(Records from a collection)
>> Begin

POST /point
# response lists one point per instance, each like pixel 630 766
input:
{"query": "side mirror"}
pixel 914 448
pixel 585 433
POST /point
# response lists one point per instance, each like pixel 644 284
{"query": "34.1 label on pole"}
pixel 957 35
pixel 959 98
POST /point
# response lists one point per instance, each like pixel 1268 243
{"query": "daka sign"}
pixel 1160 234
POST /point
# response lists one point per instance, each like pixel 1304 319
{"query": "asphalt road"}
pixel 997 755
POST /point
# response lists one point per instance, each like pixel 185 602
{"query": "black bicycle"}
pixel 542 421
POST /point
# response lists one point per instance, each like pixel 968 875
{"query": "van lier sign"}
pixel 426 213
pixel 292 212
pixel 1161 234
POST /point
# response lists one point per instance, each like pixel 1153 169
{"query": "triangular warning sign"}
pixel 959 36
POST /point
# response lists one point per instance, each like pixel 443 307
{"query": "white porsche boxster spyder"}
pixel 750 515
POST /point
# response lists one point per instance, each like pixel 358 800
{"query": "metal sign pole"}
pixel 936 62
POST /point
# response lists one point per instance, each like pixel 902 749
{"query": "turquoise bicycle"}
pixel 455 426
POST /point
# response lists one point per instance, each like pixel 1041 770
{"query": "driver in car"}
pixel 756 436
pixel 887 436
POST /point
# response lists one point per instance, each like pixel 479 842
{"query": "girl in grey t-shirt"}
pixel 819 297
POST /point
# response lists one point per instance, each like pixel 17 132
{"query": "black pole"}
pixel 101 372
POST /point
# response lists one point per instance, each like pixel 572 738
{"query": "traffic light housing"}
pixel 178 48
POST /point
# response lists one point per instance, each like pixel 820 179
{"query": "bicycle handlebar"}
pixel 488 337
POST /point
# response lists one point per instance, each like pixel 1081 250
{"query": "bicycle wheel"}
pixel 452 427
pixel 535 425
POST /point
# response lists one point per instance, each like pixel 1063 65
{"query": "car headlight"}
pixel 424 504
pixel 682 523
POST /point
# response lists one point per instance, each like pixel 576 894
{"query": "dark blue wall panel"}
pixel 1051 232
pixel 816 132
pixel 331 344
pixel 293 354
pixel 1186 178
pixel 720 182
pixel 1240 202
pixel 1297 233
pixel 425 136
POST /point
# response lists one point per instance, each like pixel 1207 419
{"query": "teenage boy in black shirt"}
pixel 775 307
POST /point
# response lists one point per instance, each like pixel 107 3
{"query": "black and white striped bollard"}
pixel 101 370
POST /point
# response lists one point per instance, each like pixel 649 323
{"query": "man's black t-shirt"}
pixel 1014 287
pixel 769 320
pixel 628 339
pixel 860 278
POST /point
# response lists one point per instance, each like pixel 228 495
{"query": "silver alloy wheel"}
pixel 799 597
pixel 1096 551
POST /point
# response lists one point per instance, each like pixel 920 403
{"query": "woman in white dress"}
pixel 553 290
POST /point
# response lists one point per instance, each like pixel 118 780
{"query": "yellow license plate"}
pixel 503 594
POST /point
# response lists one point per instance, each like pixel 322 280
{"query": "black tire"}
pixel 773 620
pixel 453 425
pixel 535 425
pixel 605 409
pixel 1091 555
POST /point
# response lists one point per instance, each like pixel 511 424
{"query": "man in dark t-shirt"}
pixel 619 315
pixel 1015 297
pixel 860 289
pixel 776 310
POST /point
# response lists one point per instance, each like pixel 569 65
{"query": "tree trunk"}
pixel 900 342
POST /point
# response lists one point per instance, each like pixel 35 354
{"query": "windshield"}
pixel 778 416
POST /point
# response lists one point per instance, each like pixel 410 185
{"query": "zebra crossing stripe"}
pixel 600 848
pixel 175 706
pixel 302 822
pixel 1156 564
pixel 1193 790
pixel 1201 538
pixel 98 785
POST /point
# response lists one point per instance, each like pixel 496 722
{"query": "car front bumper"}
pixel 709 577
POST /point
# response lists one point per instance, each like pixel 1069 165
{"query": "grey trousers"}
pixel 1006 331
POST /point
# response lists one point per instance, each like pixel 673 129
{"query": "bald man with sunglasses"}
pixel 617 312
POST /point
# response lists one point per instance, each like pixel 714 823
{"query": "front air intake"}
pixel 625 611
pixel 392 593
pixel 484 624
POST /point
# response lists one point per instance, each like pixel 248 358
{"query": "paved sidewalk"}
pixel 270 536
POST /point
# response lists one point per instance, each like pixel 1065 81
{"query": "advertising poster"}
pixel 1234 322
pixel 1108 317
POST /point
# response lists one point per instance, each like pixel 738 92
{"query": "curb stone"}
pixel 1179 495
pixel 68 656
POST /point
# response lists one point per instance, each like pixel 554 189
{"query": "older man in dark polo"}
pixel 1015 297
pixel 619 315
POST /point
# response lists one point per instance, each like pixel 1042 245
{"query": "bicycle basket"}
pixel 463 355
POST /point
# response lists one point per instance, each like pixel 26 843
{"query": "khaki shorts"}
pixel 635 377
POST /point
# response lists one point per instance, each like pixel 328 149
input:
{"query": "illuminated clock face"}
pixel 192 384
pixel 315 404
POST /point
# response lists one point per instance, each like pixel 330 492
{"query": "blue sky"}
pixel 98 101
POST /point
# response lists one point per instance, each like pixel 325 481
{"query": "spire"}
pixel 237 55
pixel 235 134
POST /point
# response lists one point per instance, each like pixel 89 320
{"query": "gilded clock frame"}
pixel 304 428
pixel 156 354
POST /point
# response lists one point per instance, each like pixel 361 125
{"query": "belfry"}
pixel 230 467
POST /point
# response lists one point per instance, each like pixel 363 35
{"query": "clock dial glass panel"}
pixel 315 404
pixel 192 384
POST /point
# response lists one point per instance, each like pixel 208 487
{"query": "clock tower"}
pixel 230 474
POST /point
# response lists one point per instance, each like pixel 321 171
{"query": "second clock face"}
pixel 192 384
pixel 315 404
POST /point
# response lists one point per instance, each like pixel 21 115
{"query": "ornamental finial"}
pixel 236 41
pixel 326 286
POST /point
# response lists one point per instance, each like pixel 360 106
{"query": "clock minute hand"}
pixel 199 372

>> End
>> Begin

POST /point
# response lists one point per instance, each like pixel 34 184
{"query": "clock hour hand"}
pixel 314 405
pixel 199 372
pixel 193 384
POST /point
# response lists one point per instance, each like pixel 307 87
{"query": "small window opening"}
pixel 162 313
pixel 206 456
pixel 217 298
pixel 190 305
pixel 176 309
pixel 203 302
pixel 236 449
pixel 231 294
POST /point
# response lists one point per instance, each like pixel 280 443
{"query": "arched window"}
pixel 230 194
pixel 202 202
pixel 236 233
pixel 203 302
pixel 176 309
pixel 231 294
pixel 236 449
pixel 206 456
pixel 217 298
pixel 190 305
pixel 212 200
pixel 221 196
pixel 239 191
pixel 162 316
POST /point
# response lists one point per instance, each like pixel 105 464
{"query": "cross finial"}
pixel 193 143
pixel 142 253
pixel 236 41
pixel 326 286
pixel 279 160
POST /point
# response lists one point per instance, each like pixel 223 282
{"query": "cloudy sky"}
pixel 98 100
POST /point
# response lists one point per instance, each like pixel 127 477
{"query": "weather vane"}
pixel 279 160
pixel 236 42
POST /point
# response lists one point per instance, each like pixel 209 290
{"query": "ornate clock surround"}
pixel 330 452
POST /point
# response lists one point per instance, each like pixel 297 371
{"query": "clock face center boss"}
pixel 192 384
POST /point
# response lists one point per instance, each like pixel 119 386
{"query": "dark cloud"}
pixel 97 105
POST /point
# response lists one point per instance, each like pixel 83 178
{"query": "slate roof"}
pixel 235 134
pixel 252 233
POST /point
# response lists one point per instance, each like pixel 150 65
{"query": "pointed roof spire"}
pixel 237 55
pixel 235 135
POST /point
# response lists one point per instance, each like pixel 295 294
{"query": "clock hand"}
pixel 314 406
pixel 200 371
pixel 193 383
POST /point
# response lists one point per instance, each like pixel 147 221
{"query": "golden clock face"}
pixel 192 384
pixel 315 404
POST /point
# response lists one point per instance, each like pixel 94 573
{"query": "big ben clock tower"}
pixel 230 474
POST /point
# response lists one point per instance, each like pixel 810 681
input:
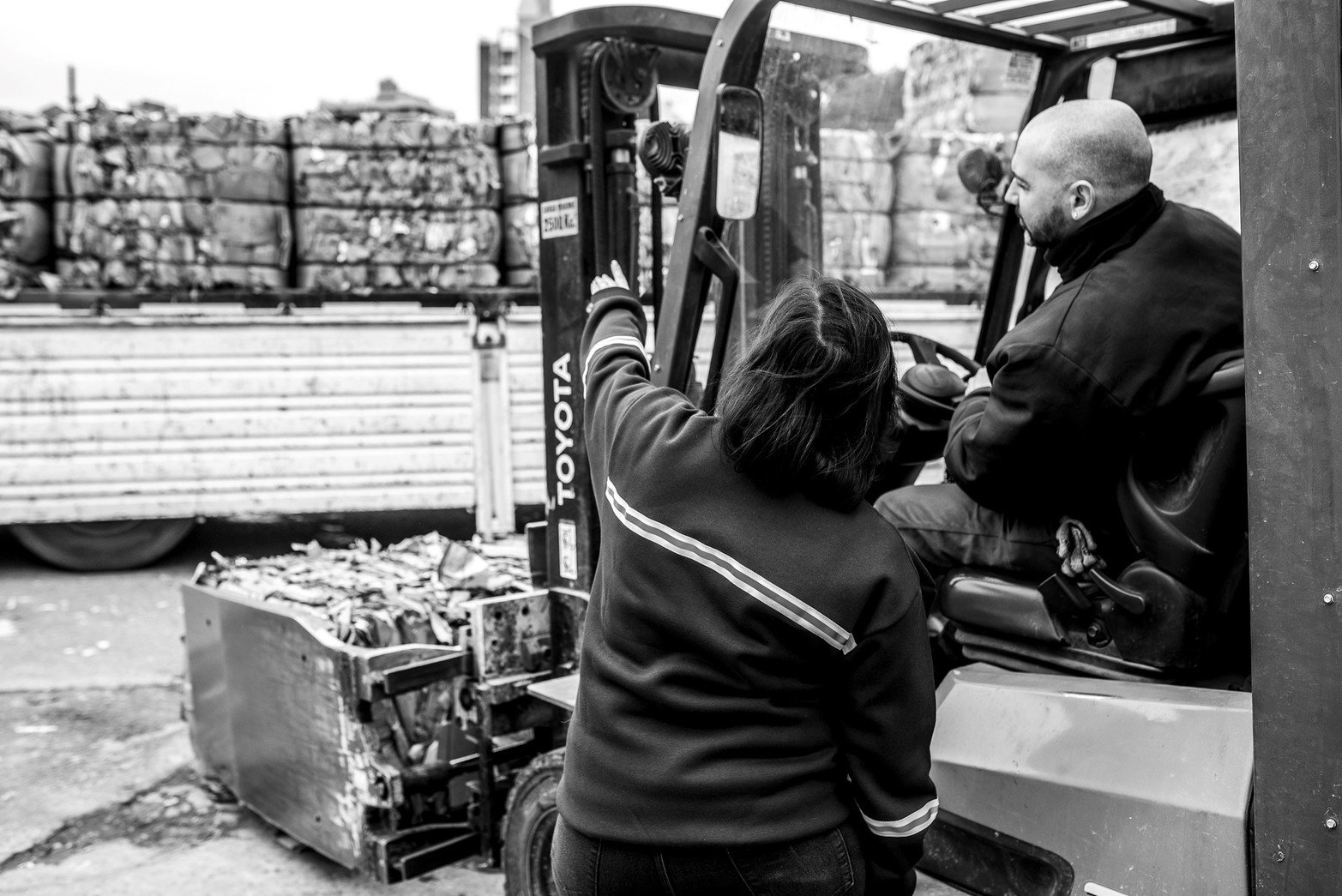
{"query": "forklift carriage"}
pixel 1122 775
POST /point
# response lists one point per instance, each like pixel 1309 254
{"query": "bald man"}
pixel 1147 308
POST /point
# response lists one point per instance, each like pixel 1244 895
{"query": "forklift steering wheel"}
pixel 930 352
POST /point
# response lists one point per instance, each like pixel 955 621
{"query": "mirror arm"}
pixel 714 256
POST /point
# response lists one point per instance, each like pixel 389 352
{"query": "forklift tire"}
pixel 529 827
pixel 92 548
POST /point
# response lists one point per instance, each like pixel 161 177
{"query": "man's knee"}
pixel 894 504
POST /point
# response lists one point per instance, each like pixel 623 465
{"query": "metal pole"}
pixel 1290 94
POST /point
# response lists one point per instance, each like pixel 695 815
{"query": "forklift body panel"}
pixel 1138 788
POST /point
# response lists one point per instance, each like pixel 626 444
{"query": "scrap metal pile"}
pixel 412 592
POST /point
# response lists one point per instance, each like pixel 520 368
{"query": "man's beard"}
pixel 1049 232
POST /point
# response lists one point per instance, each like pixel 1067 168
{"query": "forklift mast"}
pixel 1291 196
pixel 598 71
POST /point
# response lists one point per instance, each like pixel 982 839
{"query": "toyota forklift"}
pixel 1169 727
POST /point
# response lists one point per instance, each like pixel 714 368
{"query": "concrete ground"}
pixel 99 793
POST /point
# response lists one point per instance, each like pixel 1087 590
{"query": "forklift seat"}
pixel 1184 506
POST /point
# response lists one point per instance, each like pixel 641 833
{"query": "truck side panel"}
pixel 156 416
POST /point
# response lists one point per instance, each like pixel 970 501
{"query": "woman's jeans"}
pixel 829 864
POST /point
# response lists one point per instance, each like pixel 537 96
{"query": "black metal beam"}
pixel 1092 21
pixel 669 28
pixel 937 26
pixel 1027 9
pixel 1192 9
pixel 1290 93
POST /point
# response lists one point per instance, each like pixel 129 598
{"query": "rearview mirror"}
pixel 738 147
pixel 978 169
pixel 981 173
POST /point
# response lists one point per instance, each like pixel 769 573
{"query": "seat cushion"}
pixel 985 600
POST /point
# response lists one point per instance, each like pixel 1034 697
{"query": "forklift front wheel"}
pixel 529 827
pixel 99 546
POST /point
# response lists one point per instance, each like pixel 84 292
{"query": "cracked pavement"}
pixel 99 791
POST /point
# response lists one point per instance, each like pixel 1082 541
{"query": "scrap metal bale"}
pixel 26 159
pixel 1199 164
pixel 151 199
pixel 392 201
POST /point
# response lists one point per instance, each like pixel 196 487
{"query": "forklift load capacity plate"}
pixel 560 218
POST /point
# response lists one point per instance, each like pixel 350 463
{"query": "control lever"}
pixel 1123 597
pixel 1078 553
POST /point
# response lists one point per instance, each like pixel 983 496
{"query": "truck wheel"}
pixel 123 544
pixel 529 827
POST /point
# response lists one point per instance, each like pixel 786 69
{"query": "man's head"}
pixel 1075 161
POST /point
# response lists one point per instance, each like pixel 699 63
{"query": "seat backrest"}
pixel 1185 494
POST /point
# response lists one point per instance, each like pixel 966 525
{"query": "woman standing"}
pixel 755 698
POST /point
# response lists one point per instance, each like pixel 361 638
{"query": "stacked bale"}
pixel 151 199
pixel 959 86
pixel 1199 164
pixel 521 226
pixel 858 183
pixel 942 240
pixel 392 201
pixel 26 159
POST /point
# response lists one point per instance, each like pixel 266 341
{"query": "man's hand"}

>> End
>> Begin

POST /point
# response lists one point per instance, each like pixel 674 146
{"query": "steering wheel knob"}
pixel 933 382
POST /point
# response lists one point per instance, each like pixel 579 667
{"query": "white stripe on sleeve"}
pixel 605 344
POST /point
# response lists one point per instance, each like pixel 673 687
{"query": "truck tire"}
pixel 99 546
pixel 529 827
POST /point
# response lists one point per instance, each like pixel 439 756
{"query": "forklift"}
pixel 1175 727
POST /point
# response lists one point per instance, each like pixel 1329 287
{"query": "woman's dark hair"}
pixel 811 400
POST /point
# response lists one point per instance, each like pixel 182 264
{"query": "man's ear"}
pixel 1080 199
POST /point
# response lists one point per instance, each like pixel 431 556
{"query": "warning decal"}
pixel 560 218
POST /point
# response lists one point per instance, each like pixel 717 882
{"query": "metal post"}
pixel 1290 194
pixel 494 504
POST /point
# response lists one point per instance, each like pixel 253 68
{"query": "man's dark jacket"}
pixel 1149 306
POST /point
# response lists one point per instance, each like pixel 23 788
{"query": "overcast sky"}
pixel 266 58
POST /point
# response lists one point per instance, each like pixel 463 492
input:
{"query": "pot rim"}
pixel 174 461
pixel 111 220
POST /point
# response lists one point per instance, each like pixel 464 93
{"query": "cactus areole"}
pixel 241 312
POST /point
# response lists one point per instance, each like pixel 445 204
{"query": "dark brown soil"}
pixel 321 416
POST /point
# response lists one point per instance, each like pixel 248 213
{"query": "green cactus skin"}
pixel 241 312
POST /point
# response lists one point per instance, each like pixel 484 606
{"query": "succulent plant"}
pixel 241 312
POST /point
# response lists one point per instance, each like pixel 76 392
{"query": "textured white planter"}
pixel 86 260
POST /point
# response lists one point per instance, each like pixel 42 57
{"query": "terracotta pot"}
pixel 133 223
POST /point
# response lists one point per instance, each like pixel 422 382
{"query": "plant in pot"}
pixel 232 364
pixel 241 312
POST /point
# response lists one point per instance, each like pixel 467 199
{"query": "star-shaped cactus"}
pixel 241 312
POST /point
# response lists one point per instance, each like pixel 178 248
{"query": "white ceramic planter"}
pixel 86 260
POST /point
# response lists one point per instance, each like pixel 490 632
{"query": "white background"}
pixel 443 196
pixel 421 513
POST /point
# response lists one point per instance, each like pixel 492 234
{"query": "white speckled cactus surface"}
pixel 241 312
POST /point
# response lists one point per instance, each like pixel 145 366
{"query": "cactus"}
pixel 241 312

>> End

WORK TO COMPLETE: Gather every line of the rows above that contains the word "dark", and copy each one out.

COMPLETED EXERCISE:
{"query": "dark blue wall panel"}
{"query": "man in dark t-shirt"}
{"query": "older man in dark polo"}
{"query": "dark cloud"}
{"query": "woman's dark hair"}
{"query": "man's dark jacket"}
{"query": "dark brown soil"}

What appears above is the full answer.